**TO DO**
Reproduce all of the records below word for word, changing nothing.

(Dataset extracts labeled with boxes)
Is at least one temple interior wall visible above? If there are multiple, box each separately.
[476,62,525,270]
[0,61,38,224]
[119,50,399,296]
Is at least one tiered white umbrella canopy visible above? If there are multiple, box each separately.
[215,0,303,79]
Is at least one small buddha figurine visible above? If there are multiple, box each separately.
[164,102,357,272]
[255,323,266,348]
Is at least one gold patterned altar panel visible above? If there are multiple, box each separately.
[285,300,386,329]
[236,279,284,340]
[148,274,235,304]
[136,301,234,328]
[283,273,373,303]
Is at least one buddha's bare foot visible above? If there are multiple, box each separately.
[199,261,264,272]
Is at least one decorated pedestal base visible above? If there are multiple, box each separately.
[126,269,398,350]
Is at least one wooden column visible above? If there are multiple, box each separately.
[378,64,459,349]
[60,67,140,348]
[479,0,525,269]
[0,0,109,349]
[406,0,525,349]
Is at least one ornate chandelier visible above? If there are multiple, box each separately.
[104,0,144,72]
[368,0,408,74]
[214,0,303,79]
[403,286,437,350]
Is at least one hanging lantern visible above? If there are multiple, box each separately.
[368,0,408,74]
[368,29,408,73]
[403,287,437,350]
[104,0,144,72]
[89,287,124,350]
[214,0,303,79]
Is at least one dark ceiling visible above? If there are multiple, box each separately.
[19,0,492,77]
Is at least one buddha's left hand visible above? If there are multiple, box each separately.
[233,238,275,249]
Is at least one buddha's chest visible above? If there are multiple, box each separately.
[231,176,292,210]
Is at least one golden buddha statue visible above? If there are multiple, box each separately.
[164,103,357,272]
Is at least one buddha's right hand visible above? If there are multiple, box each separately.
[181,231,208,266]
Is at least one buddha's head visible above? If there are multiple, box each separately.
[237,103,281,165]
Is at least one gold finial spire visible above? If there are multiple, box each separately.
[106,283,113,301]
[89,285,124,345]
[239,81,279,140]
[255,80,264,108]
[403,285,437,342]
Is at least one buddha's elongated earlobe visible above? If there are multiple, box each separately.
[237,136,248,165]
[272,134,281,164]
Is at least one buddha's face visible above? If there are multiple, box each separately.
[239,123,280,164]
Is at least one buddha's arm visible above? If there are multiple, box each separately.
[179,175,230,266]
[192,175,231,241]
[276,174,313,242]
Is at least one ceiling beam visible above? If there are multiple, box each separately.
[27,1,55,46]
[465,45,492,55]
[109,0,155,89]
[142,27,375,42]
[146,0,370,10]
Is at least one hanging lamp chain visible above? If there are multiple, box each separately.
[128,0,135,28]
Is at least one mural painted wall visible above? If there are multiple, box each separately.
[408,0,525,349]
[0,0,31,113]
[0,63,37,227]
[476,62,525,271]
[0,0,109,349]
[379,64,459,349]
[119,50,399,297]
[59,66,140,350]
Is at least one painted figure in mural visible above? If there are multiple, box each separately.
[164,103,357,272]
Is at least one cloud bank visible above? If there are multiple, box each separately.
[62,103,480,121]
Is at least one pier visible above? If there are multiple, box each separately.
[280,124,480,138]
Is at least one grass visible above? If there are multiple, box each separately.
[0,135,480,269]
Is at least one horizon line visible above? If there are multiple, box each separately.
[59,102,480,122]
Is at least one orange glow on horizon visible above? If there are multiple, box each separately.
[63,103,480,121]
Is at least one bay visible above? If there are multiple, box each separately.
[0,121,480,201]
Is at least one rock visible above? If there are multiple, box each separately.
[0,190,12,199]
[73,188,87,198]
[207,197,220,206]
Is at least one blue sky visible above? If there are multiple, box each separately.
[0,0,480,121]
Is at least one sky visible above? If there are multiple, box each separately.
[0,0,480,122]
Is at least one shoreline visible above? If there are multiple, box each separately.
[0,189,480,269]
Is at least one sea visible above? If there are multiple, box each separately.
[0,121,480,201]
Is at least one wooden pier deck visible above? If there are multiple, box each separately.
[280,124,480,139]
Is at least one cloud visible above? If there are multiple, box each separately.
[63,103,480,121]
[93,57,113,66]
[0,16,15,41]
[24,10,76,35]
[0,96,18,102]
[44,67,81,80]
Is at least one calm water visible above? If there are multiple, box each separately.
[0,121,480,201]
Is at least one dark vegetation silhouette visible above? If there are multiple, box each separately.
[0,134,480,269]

**THE OUTPUT**
Is at least one temple interior wall visible above? If there are multiple, box each separately.
[476,62,525,270]
[0,61,38,224]
[119,50,399,296]
Is at least one tiered white umbrella canopy visible above? If there are multiple, box each separately.
[215,0,303,79]
Is at least one small buddha figurine visible above? If there are multiple, box each separately.
[164,102,357,272]
[255,323,266,348]
Is at least one gold patterned altar panel visible above? If there are multiple, box each separately.
[285,300,386,329]
[236,279,284,340]
[148,274,235,304]
[136,301,234,328]
[283,273,373,303]
Is at least one buddha's bare foot visible above? If there are multiple, box each separately.
[199,261,264,272]
Is at least one decorated pedestal base visible above? If there are multiple, box each separately.
[126,269,398,350]
Is at least one wooden column visible above? If there are multiple, box each separately.
[378,64,459,349]
[60,67,140,348]
[479,0,525,269]
[0,0,109,349]
[406,0,525,349]
Is at least one ornate chandelier visible above? If there are multiple, box each separately.
[104,0,144,72]
[368,0,408,74]
[214,0,303,79]
[403,286,437,350]
Is at least one hanging lantern visible above? If there are multiple, box each separately.
[368,0,408,74]
[368,29,408,73]
[403,287,437,350]
[104,0,144,72]
[89,287,124,350]
[214,0,303,79]
Is at least one dark ceiling visible above? If there are multiple, box each separately.
[19,0,492,77]
Is at least one buddha's left hand visible above? If there are multiple, box each separately.
[233,238,275,249]
Is at least one buddha's chest visible above? If there are multiple, box each separately.
[231,176,292,210]
Is at least one golden buddha statue visible above? If there are multiple, box each separately.
[164,103,357,272]
Is at least one buddha's right hand visible above? If there are multiple, box each separately.
[181,231,208,266]
Is at least one buddha's head visible above? If there are multiple, box each separately.
[237,103,281,165]
Is at least one gold finial spire visible above? If there are multiple, box each separately.
[106,283,113,301]
[89,285,124,345]
[239,81,279,140]
[255,80,264,108]
[403,285,437,342]
Is at least one buddha's elongated earlobe visible above? If there are multiple, box each separately.
[237,136,248,165]
[272,134,281,164]
Is at least one buddha's face visible above? If there are multiple, box each separately.
[239,123,280,164]
Is at least one buddha's arm visible above? If there are multiple, box each separately.
[179,175,230,266]
[192,175,231,241]
[276,174,313,242]
Is at least one ceiling beam visible above? If there are multiple, box each separately.
[27,1,55,46]
[465,45,492,55]
[109,0,155,89]
[142,27,375,42]
[146,0,370,10]
Is at least one hanging lamp chain visible above? If there are multiple, box each separately.
[128,0,135,28]
Is at least one mural painted wall visible above? If there are multiple, box each separately.
[408,0,525,349]
[0,0,31,113]
[0,63,37,227]
[476,62,525,271]
[0,0,109,349]
[379,64,459,349]
[119,50,399,297]
[59,66,140,350]
Is at least one painted figure in mural visible above? If there are multiple, box each separately.
[164,103,357,272]
Is at least one cloud bank visible above? If there are multiple, box each separately.
[62,103,480,121]
Is at least one pier visible above? If there are multiple, box each separately.
[280,124,480,138]
Is at least one grass visible above? If there are multiple, box each separately.
[0,135,480,269]
Is at least one horizon line visible above? If there are multiple, box each separately.
[59,102,480,122]
Is at least one orange glow on horizon visible above? If there are multiple, box each separately.
[63,103,480,121]
Is at least one bay visible above? If there are multiple, box each separately.
[0,121,480,201]
Is at least one rock visible above? If there are multiple, box each separately.
[0,190,12,199]
[73,188,87,198]
[207,197,220,206]
Is at least one blue sky visible above? If there are multiple, box each separately.
[0,0,480,121]
Is at least one sky visible above? If there are multiple, box each separately.
[0,0,480,122]
Is at least one shoreline visible above? If there are multiple, box each separately.
[0,189,480,269]
Is at least one sea visible above? If there are multiple, box each separately.
[0,121,480,201]
Is at least one wooden pier deck visible above? If there are multiple, box each separately.
[280,124,480,139]
Is at least one cloud visible above? If there are multiple, box each separately.
[63,103,480,121]
[93,57,113,66]
[0,16,15,41]
[24,10,76,35]
[0,96,18,102]
[44,67,81,80]
Is at least one calm water visible above? If there are multiple, box each separately.
[0,121,480,201]
Is at least one dark vegetation silhouette visible above? If there are multiple, box each separately.
[0,134,480,269]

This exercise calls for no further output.